- SHORT TASK: Could you turn every line of the listing below into a Markdown table with the columns "Row" and "Line", numbering the rows and skipping blank lines? Leave the pictures out.
-- Start --
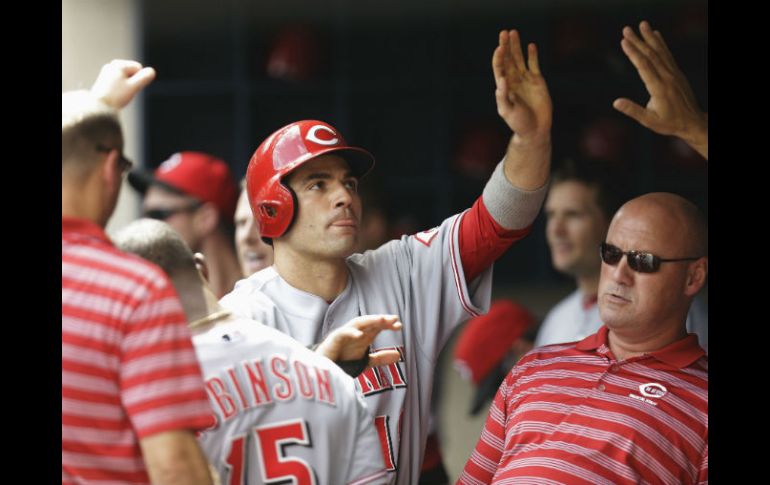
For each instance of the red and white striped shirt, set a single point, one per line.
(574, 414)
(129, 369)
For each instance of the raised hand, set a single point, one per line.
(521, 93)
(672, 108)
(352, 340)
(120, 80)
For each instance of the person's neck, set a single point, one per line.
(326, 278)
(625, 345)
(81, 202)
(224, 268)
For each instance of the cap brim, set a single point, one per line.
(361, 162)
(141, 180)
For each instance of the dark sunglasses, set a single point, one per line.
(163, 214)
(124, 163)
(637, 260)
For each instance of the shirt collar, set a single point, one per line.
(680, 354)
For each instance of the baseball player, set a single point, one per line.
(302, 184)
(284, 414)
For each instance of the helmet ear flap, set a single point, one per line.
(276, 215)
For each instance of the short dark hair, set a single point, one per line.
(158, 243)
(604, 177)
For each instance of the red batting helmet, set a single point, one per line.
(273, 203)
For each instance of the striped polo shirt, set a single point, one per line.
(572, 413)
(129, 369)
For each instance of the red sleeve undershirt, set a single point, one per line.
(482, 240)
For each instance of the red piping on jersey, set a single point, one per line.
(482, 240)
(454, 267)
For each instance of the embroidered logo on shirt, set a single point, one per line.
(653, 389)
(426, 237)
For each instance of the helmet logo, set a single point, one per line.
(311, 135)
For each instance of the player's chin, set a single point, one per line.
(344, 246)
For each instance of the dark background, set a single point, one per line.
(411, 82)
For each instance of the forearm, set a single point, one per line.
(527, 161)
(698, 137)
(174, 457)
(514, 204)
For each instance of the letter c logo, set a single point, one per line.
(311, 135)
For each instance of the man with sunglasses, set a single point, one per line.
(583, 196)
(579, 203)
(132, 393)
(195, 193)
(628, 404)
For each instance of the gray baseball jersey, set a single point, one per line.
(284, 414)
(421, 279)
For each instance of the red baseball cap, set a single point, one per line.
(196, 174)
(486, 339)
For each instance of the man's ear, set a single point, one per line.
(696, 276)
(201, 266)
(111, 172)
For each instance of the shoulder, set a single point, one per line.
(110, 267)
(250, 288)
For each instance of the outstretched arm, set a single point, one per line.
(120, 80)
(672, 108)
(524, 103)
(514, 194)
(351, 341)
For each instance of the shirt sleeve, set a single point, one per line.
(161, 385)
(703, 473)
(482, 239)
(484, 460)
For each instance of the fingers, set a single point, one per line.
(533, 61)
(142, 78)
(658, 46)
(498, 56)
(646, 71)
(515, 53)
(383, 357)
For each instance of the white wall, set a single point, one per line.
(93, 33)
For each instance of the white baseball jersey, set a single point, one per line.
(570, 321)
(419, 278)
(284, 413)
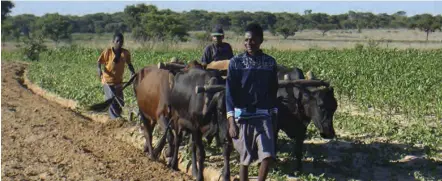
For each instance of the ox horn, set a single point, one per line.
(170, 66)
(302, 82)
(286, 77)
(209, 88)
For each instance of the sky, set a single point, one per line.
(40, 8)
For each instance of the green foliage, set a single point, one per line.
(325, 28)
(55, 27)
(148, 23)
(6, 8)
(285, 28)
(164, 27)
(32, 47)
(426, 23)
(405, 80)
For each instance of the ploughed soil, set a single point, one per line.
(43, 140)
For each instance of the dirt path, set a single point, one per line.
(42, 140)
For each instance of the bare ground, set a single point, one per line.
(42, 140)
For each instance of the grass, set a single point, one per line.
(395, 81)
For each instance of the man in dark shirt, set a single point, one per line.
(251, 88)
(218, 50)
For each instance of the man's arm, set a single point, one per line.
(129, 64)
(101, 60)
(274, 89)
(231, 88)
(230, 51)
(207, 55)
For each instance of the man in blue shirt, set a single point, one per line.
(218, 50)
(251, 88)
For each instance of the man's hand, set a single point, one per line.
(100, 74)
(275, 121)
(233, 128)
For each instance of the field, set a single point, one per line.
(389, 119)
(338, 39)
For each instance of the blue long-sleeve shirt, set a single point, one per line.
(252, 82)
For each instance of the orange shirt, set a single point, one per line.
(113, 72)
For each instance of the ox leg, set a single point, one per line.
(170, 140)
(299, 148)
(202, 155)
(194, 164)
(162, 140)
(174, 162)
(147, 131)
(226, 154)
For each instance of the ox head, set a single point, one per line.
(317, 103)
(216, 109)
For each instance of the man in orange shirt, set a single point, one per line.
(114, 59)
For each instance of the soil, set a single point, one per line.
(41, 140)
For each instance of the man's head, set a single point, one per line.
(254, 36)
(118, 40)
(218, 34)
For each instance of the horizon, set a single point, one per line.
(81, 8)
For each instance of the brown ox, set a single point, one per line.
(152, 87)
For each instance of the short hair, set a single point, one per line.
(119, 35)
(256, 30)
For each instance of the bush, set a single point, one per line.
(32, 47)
-- End --
- OUTPUT FOR THIS EXERCISE:
| Row | Line |
|---|---|
| 1 | For each instance of the red and white striped shirt, set a single point, one per line. |
| 2 | (574, 414) |
| 3 | (129, 369) |
| 4 | For each instance of the raised hand, set a single point, one per line. |
| 5 | (521, 93) |
| 6 | (672, 108) |
| 7 | (352, 340) |
| 8 | (120, 80) |
| 9 | For each instance of the person's neck, set a single point, one per line. |
| 10 | (326, 278) |
| 11 | (625, 345) |
| 12 | (81, 202) |
| 13 | (224, 268) |
| 14 | For each instance of the cap brim, set a single point, one per line. |
| 15 | (361, 162) |
| 16 | (141, 180) |
| 17 | For each instance of the dark sunglasses, set a single point, one per line. |
| 18 | (163, 214) |
| 19 | (124, 163) |
| 20 | (637, 260) |
| 21 | For each instance of the shirt collar, set a single point, one per line. |
| 22 | (680, 354) |
| 23 | For each instance of the baseball player, set a single point, one per line. |
| 24 | (302, 184) |
| 25 | (284, 414) |
| 26 | For each instance of the helmet ear flap, set a single point, one per line. |
| 27 | (276, 215) |
| 28 | For each instance of the short dark hair, set a single point, one per line. |
| 29 | (158, 243) |
| 30 | (604, 177) |
| 31 | For each instance of the red batting helmet, set a single point, one per line. |
| 32 | (273, 203) |
| 33 | For each instance of the striped polo shirt, set a single point, one per line. |
| 34 | (572, 413) |
| 35 | (129, 369) |
| 36 | For each instance of the red sleeve undershirt, set a single point, one per line. |
| 37 | (482, 240) |
| 38 | For each instance of the red piping on jersey, set a single point, one per line. |
| 39 | (482, 240) |
| 40 | (454, 267) |
| 41 | For each instance of the embroidered logo on shirt, set a single point, one per line. |
| 42 | (653, 389) |
| 43 | (426, 237) |
| 44 | For each instance of the helmet logo, set a single point, one per line. |
| 45 | (311, 135) |
| 46 | For each instance of the player's chin, set a single point, one per line. |
| 47 | (344, 246) |
| 48 | For each instance of the dark background, set a single point, one per line. |
| 49 | (411, 82) |
| 50 | For each instance of the forearm, set a single point, one per line. |
| 51 | (527, 161) |
| 52 | (698, 137) |
| 53 | (174, 457) |
| 54 | (514, 204) |
| 55 | For each instance of the letter c logo, set a single point, one per line. |
| 56 | (311, 135) |
| 57 | For each instance of the man with sunglasses, set a single point, one per line. |
| 58 | (583, 196) |
| 59 | (579, 203) |
| 60 | (132, 393) |
| 61 | (195, 193) |
| 62 | (628, 404) |
| 63 | For each instance of the gray baseball jersey, set a single point, one per line. |
| 64 | (284, 414) |
| 65 | (421, 279) |
| 66 | For each instance of the red baseball cap, set a single point, one per line. |
| 67 | (196, 174) |
| 68 | (486, 339) |
| 69 | For each instance of the man's ear, set a single point, one per line. |
| 70 | (696, 276) |
| 71 | (201, 266) |
| 72 | (111, 172) |
| 73 | For each instance of the shoulder, set a single point, one per line. |
| 74 | (110, 267) |
| 75 | (250, 288) |
| 76 | For each instance of the outstretched arm, set a single point, one per line. |
| 77 | (120, 80) |
| 78 | (672, 108) |
| 79 | (524, 103) |
| 80 | (514, 194) |
| 81 | (351, 341) |
| 82 | For each instance of the shirt sleeve, set a single point, one per line. |
| 83 | (161, 385) |
| 84 | (703, 473) |
| 85 | (482, 239) |
| 86 | (484, 460) |
| 87 | For each instance of the fingers, set a single point, one per line. |
| 88 | (533, 61) |
| 89 | (142, 78) |
| 90 | (658, 46) |
| 91 | (498, 56) |
| 92 | (646, 71) |
| 93 | (515, 53) |
| 94 | (383, 357) |
| 95 | For each instance of the white wall, set a single point, one per line. |
| 96 | (93, 33) |
| 97 | For each instance of the white baseball jersey, set a single point, one per line. |
| 98 | (570, 321) |
| 99 | (419, 278) |
| 100 | (284, 413) |
| 101 | For each instance of the ox horn, set a single point, one per line. |
| 102 | (170, 66) |
| 103 | (302, 82) |
| 104 | (286, 77) |
| 105 | (209, 88) |
| 106 | For each instance of the sky, set a single point, one per line. |
| 107 | (40, 8) |
| 108 | For each instance of the green foliage, set a single point, one per line. |
| 109 | (325, 28) |
| 110 | (55, 27) |
| 111 | (148, 23) |
| 112 | (6, 8) |
| 113 | (285, 28) |
| 114 | (164, 27) |
| 115 | (32, 47) |
| 116 | (426, 23) |
| 117 | (405, 80) |
| 118 | For each instance of the ploughed soil, set a single point, one per line. |
| 119 | (43, 140) |
| 120 | For each instance of the dirt path, set a single point, one per line. |
| 121 | (42, 140) |
| 122 | For each instance of the bare ground, set a single point, one per line. |
| 123 | (42, 140) |
| 124 | For each instance of the grass, set a single point, one per line. |
| 125 | (395, 81) |
| 126 | For each instance of the man in dark shirt, set a single point, one per line. |
| 127 | (251, 88) |
| 128 | (218, 50) |
| 129 | For each instance of the man's arm, set a single point, one per line. |
| 130 | (129, 64) |
| 131 | (101, 60) |
| 132 | (274, 89) |
| 133 | (231, 88) |
| 134 | (230, 51) |
| 135 | (207, 55) |
| 136 | For each instance of the man in blue shirt, set a single point, one per line. |
| 137 | (218, 50) |
| 138 | (251, 88) |
| 139 | For each instance of the man's hand, set a single point, one per line. |
| 140 | (100, 74) |
| 141 | (275, 121) |
| 142 | (233, 128) |
| 143 | For each instance of the field, set a single point, one per line. |
| 144 | (389, 119) |
| 145 | (338, 39) |
| 146 | For each instance of the blue long-sleeve shirt, set a single point, one per line. |
| 147 | (252, 82) |
| 148 | For each instance of the orange shirt, set a single point, one per line. |
| 149 | (113, 72) |
| 150 | For each instance of the ox leg, set a single point, one per line. |
| 151 | (170, 140) |
| 152 | (299, 148) |
| 153 | (202, 155) |
| 154 | (194, 164) |
| 155 | (162, 140) |
| 156 | (174, 162) |
| 157 | (147, 131) |
| 158 | (226, 154) |
| 159 | For each instance of the ox head, set a single point, one per line. |
| 160 | (317, 103) |
| 161 | (216, 109) |
| 162 | For each instance of the man in orange shirt, set a single point, one per line. |
| 163 | (114, 59) |
| 164 | For each instance of the soil, set a single point, one per line. |
| 165 | (41, 140) |
| 166 | For each instance of the man's head, set a single point, one per line. |
| 167 | (254, 36) |
| 168 | (118, 40) |
| 169 | (218, 34) |
| 170 | For each instance of the horizon, set a single point, one per line. |
| 171 | (81, 8) |
| 172 | For each instance of the brown ox, set a single point, one per line. |
| 173 | (152, 87) |
| 174 | For each instance of the short hair, set a single point, one per line. |
| 175 | (119, 35) |
| 176 | (256, 30) |
| 177 | For each instance of the bush, set a single point, one per line. |
| 178 | (32, 47) |